**WORK TO COMPLETE:** In the records below, locate the line containing "Where can you spot the overcast"; output that line and every following line through the last, exactly.

* START DATA LINES *

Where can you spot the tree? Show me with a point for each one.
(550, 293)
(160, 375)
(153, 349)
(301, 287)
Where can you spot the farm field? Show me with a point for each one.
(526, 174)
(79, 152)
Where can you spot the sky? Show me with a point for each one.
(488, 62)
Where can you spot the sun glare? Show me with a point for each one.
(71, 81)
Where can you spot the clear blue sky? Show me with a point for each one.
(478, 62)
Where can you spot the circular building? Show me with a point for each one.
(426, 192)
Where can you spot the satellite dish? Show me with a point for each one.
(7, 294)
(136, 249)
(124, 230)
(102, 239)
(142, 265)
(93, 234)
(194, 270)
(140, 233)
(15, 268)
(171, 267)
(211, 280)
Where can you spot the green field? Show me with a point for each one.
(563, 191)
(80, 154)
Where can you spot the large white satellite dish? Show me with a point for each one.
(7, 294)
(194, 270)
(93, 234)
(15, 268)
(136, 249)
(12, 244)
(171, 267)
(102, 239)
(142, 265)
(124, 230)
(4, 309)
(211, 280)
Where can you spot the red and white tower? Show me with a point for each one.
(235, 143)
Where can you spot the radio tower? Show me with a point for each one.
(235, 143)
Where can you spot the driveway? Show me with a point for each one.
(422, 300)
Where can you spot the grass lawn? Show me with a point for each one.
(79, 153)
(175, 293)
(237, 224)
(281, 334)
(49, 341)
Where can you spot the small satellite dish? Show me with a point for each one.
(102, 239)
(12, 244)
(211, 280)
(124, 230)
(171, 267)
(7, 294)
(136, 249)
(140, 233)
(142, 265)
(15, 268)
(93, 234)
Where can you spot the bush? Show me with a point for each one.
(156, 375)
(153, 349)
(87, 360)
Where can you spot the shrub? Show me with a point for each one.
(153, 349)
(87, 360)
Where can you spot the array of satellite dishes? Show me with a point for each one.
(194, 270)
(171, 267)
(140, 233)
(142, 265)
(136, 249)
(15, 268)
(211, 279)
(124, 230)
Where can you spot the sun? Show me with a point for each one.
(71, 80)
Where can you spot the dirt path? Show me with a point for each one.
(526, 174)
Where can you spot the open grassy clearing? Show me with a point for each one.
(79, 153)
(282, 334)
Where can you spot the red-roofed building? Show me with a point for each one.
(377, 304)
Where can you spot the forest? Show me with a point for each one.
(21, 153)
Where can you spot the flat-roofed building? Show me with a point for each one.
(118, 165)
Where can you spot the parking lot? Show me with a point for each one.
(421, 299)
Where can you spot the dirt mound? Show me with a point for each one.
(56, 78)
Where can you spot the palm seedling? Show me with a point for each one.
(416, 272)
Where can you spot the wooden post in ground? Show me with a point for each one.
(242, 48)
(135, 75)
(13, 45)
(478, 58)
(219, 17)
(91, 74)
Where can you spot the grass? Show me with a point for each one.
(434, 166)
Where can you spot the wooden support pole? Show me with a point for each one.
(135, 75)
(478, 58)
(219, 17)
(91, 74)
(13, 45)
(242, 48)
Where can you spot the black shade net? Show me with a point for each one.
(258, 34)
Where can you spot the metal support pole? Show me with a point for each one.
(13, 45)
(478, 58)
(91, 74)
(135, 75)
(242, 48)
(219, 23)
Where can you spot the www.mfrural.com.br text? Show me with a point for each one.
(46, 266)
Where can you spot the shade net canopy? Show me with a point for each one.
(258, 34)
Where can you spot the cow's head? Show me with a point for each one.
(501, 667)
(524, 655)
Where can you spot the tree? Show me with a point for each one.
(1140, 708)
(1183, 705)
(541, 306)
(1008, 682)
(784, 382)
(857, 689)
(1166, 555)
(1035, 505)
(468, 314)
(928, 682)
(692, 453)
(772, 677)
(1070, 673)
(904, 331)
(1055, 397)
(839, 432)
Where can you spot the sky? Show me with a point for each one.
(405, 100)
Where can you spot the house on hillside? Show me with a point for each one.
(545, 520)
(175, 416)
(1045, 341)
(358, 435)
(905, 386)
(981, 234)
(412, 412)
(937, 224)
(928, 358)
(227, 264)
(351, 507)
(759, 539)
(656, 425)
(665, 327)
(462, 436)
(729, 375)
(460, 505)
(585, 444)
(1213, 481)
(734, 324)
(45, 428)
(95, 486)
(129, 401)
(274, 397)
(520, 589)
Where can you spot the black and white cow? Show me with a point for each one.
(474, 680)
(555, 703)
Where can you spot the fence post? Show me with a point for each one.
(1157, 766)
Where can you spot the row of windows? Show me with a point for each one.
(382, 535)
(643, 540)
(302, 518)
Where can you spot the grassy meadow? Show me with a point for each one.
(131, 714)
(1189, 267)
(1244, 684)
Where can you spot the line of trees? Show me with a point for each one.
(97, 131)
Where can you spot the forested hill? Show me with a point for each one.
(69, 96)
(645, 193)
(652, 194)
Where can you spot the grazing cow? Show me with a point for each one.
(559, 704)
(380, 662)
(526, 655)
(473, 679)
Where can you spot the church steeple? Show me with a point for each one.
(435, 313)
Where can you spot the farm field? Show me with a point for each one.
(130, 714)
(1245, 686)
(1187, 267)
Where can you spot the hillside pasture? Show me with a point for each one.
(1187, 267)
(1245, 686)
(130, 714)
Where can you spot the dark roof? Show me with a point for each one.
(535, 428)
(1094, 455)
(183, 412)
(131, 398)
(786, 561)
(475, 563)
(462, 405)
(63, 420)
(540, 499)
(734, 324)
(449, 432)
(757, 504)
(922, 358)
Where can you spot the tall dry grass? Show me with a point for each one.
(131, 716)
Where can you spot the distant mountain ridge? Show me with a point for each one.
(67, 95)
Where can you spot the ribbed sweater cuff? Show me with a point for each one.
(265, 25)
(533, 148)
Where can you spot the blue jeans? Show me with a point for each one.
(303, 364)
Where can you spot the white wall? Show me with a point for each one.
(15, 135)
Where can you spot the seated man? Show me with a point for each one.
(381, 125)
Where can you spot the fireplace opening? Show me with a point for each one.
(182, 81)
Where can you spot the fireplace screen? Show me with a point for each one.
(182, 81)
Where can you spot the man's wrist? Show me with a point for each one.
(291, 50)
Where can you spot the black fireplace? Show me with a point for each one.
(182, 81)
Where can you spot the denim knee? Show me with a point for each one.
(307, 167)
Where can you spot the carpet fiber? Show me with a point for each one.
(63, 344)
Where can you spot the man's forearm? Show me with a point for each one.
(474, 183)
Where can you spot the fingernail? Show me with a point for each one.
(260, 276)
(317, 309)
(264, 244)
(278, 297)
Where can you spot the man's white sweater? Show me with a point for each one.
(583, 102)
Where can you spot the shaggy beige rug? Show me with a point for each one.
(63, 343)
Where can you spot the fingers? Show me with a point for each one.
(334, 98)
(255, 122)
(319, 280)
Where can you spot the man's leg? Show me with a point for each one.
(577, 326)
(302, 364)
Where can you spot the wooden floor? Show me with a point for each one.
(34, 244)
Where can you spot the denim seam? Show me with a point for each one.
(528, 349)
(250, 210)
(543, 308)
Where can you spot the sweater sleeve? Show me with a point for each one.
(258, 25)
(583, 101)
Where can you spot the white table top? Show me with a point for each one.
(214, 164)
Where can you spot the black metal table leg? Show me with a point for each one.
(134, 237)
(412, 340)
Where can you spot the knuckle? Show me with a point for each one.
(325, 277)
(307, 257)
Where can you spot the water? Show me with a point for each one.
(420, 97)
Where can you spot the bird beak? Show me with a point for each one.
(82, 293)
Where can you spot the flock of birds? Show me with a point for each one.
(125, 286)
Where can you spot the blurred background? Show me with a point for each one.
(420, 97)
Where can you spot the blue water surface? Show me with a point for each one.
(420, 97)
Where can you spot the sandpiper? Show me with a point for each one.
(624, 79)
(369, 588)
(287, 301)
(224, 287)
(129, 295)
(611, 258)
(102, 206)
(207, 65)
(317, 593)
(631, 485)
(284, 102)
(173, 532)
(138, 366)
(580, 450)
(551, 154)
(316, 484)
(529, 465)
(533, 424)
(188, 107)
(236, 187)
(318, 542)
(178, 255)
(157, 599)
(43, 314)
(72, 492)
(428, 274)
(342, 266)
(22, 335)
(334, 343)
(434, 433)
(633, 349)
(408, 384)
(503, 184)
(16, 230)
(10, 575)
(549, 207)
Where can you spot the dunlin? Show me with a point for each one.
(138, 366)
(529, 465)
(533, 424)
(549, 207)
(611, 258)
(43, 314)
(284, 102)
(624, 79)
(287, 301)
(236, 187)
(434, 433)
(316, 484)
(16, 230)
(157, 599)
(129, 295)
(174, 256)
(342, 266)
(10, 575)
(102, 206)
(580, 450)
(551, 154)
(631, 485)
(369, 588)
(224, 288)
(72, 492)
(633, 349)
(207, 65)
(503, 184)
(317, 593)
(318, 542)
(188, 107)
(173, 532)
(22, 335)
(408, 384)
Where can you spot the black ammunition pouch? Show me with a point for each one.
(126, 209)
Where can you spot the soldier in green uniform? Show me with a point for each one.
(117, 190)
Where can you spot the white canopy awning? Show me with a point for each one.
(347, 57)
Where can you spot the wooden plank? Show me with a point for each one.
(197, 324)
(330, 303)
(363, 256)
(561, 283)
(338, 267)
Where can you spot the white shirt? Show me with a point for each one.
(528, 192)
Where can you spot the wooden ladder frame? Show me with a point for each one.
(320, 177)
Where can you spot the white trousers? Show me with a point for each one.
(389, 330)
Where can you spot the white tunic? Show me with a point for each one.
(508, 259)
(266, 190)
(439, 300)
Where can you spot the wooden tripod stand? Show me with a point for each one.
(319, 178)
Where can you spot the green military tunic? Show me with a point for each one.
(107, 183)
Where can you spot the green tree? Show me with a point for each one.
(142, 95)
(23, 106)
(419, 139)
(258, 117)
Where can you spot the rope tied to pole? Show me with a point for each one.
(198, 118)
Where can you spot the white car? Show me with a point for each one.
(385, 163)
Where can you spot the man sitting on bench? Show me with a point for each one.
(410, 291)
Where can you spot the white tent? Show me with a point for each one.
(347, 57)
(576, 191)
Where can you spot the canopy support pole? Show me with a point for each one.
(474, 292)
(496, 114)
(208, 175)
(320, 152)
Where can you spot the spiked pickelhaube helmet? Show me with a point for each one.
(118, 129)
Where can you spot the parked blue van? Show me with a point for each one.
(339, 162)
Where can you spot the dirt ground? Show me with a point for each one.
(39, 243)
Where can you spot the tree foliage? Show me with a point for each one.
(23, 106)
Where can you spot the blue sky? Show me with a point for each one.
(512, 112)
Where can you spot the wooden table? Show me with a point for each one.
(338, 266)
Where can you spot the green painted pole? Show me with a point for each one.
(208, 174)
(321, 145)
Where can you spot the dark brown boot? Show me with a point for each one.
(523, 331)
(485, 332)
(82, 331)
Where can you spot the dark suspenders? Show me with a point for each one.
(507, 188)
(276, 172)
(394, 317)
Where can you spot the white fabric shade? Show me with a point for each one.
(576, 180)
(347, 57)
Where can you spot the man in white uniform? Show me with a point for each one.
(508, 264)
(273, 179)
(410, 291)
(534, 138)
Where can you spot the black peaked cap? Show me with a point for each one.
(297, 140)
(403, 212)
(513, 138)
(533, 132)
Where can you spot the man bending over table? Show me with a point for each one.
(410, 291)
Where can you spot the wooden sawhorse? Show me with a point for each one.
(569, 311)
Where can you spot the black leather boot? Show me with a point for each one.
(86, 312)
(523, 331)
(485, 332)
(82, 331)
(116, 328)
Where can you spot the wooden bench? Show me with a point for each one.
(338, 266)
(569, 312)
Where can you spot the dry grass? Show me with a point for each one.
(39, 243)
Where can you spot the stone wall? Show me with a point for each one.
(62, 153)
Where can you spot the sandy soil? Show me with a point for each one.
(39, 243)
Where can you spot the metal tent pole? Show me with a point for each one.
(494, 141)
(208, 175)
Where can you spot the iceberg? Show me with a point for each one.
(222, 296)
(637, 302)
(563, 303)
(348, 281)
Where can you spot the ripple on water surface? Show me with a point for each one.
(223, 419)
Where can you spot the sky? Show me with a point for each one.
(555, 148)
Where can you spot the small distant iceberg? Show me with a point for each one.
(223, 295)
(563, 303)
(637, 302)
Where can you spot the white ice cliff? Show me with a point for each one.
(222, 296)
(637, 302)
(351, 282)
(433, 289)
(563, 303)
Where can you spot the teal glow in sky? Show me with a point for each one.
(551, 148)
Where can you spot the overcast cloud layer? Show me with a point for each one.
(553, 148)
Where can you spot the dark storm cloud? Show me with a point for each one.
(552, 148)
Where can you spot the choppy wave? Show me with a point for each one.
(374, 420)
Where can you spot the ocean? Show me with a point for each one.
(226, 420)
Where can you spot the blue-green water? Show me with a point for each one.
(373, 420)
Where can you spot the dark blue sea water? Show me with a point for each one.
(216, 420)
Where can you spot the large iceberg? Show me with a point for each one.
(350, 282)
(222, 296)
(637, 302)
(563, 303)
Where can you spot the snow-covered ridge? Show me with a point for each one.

* END DATA LINES *

**RESULT:**
Where can you spot the overcast cloud layer? Show me with a point for each one.
(553, 148)
Where can you spot the dark storm cloud? Show me with a point for each one.
(552, 148)
Where can you spot the choppy wave? Show me with a point for each one.
(374, 420)
Where can you spot the ocean? Show me with a point for each one.
(226, 420)
Where can you spot the blue-green water? Show me with a point for each one.
(373, 420)
Where can you spot the dark blue sea water? Show me with a point for each one.
(216, 420)
Where can you spot the large iceberg? Show me with a point for each one.
(350, 282)
(222, 296)
(637, 302)
(563, 303)
Where can you spot the snow-covered ridge? Show me with a point for each one.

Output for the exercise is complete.